REQUIRED TASK A: Update the passage from the post about autumn in Rockville below that opens with the words "Our Autumn in" and closes with "I would say.", putting "plums" everywhere "peaches" appears.

Our Autumn in Rockville

It was a busy season since August started. Besides the boring and never ending irrigation, lots of good guests (which was wonderful!) – peaches were brutal this year. So many…to thin them, to support branches, to pick, to freeze, to give away, to try to sell. Our kitchen was permanently overstuffed with boxes of peaches… And me making jams…

The two apple trees that we planted some 6 years ago were also loaded, but because we never spray them with neither chemicals, nor organic stuff – they were very much inhabited by worms, so we got a reasonable number of apples for our consumption:

We also had figs, pomegranates, pears and right now before the frosts I picked persimmons. Quite a lot, I would say.

Here they are before the frosts:

And after the frosts:

They are very decorative and very sweet, it is the best fruit to my taste. The figs also had lots of baby figs but the frosts got them. here is the inside of the fig bush just before the leaves were crinkled and down:

You can see a little fig on the right upper corner. The leaves are very sharp, harsh, I can’t imagine how Adam and Eve wore them as they were. I would have looked for a softer leaf for that purpose.

REQUIRED TASK B: Please report every line of the records below that contains the string "grass". Case counts.

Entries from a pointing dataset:
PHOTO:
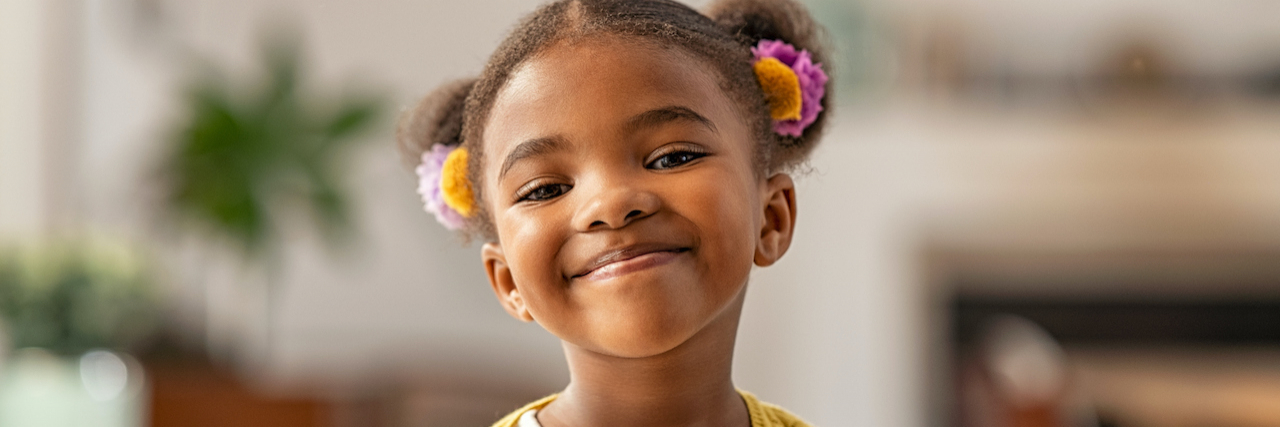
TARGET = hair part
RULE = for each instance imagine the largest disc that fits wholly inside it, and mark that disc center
(458, 111)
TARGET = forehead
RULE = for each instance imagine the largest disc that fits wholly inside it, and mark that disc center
(585, 88)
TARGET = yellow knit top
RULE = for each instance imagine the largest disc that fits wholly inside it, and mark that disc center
(763, 414)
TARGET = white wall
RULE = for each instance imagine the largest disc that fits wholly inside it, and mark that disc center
(21, 187)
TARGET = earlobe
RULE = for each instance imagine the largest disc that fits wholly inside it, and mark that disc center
(780, 219)
(503, 284)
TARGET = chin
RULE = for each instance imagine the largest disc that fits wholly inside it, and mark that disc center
(645, 340)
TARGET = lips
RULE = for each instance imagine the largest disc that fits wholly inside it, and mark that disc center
(620, 261)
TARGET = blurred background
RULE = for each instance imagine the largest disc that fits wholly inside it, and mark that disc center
(1025, 214)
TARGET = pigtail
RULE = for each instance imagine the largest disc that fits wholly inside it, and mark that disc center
(437, 119)
(753, 21)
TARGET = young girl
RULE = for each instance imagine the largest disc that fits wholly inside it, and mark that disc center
(625, 163)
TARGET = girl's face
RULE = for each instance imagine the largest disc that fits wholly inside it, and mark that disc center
(622, 189)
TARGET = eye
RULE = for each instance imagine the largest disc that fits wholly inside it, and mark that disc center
(538, 192)
(676, 159)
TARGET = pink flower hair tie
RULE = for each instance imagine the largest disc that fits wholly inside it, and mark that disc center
(430, 174)
(792, 85)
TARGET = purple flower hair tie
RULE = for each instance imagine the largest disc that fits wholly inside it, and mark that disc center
(429, 173)
(810, 78)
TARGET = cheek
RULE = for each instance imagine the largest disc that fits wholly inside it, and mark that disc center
(529, 240)
(723, 209)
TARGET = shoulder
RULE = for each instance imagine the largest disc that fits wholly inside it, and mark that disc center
(512, 419)
(767, 414)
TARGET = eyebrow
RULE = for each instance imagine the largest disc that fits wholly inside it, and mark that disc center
(663, 115)
(648, 119)
(530, 148)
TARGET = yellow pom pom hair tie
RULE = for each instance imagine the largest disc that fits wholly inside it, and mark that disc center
(455, 187)
(781, 88)
(791, 82)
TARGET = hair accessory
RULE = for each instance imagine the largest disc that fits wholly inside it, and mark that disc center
(443, 186)
(792, 85)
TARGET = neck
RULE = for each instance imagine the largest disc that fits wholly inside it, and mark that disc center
(689, 385)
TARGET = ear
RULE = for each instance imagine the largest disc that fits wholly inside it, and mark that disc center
(780, 219)
(503, 284)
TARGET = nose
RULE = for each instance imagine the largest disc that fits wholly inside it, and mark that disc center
(615, 206)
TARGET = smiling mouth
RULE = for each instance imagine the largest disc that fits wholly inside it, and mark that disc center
(626, 261)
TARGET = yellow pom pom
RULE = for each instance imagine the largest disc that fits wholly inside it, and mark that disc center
(455, 186)
(781, 88)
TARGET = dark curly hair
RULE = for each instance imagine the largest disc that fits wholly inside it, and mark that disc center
(457, 113)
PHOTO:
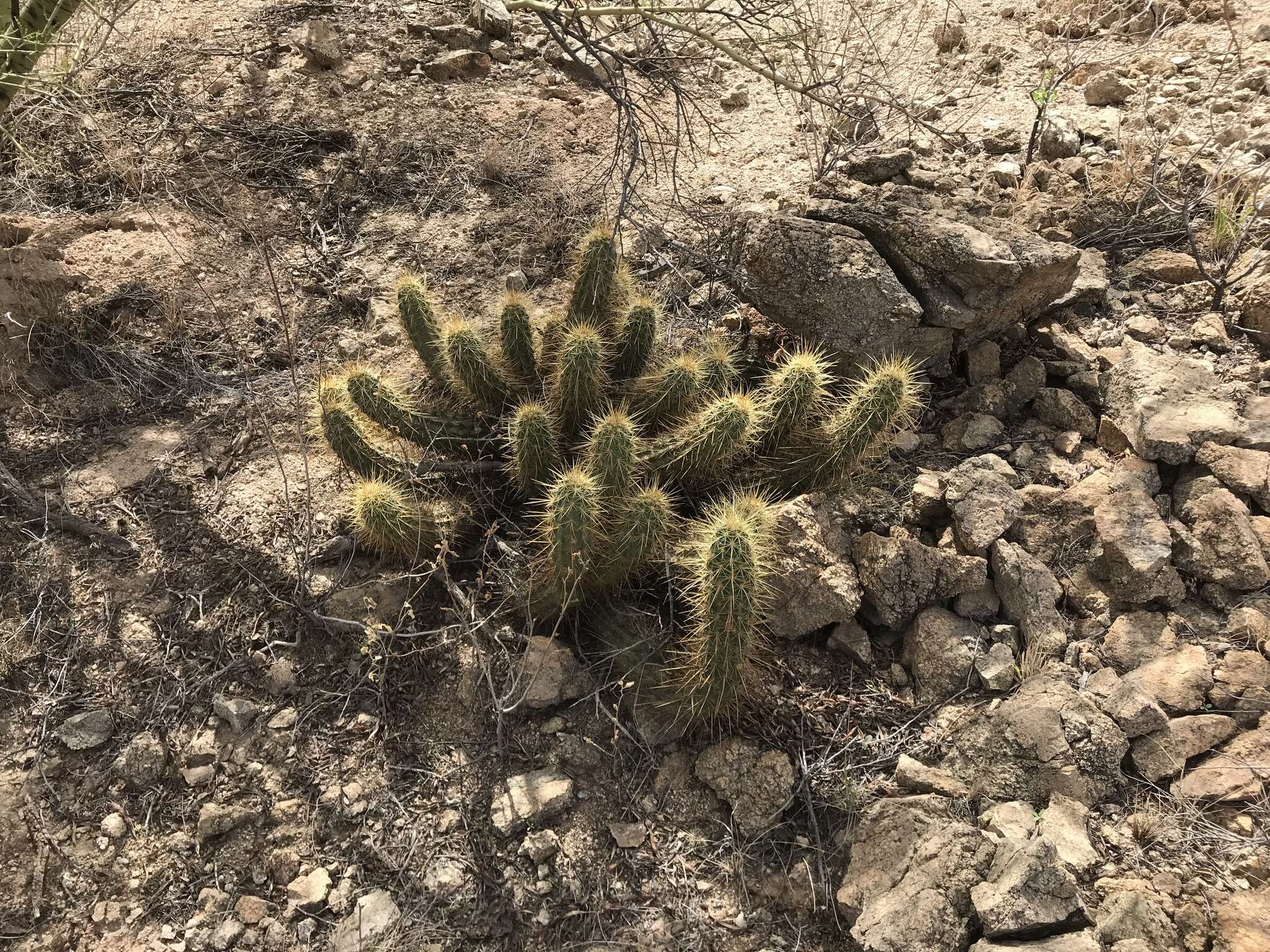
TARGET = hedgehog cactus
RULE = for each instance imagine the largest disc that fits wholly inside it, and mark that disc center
(389, 518)
(727, 568)
(605, 437)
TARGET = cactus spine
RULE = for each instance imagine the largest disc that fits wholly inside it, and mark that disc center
(579, 379)
(611, 454)
(474, 367)
(671, 391)
(637, 338)
(600, 283)
(719, 374)
(793, 397)
(517, 339)
(709, 441)
(420, 324)
(337, 421)
(386, 403)
(533, 446)
(727, 568)
(388, 518)
(572, 519)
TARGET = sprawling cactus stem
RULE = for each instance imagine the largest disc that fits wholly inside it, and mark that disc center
(572, 527)
(727, 568)
(335, 418)
(671, 391)
(422, 327)
(579, 379)
(642, 530)
(793, 397)
(600, 283)
(611, 454)
(517, 339)
(388, 518)
(719, 374)
(878, 407)
(709, 441)
(385, 402)
(533, 451)
(636, 338)
(474, 367)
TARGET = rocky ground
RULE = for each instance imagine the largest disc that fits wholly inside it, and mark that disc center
(1019, 692)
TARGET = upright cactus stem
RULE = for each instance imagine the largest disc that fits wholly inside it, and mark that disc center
(611, 454)
(793, 397)
(533, 446)
(335, 419)
(727, 570)
(579, 380)
(636, 338)
(517, 339)
(422, 325)
(709, 441)
(641, 532)
(600, 282)
(573, 517)
(474, 368)
(864, 427)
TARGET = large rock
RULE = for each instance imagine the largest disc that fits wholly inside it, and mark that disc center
(550, 674)
(374, 915)
(1240, 470)
(908, 884)
(1028, 891)
(1179, 681)
(1223, 547)
(1137, 547)
(977, 280)
(1135, 639)
(940, 649)
(1236, 772)
(814, 583)
(902, 576)
(825, 282)
(1165, 753)
(530, 796)
(984, 501)
(1029, 594)
(1168, 407)
(1047, 738)
(755, 782)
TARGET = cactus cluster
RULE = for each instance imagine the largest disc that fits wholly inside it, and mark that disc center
(626, 459)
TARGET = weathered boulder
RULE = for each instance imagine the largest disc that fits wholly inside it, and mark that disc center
(1236, 772)
(1029, 594)
(826, 282)
(550, 674)
(814, 583)
(1163, 753)
(1137, 547)
(1179, 681)
(1047, 738)
(1135, 639)
(1223, 546)
(977, 280)
(755, 782)
(902, 576)
(1028, 891)
(1168, 407)
(940, 649)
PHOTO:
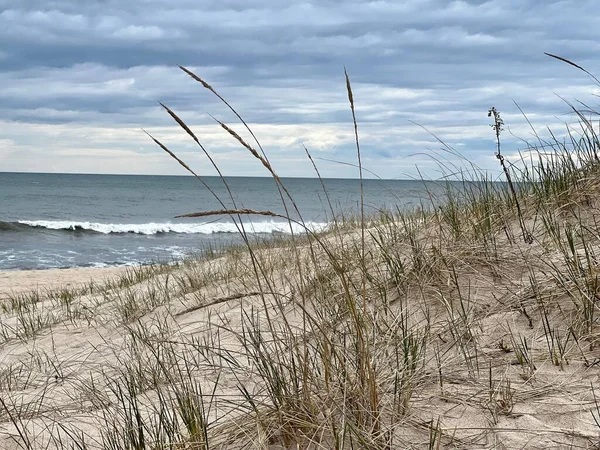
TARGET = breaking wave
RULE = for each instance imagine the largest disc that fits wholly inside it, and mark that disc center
(153, 228)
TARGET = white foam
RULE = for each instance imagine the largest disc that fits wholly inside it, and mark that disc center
(183, 228)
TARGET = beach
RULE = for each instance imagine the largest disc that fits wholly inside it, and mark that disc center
(19, 281)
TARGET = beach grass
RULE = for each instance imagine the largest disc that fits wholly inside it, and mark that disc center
(471, 322)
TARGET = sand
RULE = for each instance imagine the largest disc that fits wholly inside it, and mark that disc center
(15, 281)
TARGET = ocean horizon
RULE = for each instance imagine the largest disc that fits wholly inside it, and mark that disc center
(50, 220)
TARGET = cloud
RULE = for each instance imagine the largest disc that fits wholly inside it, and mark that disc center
(80, 80)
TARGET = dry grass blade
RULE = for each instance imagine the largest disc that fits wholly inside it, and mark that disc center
(218, 301)
(211, 89)
(175, 157)
(247, 146)
(560, 58)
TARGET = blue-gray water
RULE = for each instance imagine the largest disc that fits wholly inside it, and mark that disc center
(59, 220)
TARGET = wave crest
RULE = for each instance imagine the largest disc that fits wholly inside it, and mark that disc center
(181, 228)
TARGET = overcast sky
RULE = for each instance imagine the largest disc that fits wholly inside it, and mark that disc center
(80, 79)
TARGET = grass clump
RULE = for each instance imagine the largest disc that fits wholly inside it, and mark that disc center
(454, 325)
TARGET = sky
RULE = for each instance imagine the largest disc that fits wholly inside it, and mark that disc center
(81, 80)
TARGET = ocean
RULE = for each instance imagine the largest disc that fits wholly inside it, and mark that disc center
(74, 220)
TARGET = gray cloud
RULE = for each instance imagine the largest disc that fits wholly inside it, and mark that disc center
(88, 75)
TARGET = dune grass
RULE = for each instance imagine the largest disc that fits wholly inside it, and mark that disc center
(469, 323)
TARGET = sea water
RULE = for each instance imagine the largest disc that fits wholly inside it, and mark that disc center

SOLUTION A:
Our Autumn in Rockville

It was a busy season since August started. Besides the boring and never ending irrigation, lots of good guests (which was wonderful!) – plums were brutal this year. So many…to thin them, to support branches, to pick, to freeze, to give away, to try to sell. Our kitchen was permanently overstuffed with boxes of plums… And me making jams…

The two apple trees that we planted some 6 years ago were also loaded, but because we never spray them with neither chemicals, nor organic stuff – they were very much inhabited by worms, so we got a reasonable number of apples for our consumption:

We also had figs, pomegranates, pears and right now before the frosts I picked persimmons. Quite a lot, I would say.

SOLUTION B:
TARGET = beach grass
TARGET = dry grass blade
TARGET = grass clump
TARGET = dune grass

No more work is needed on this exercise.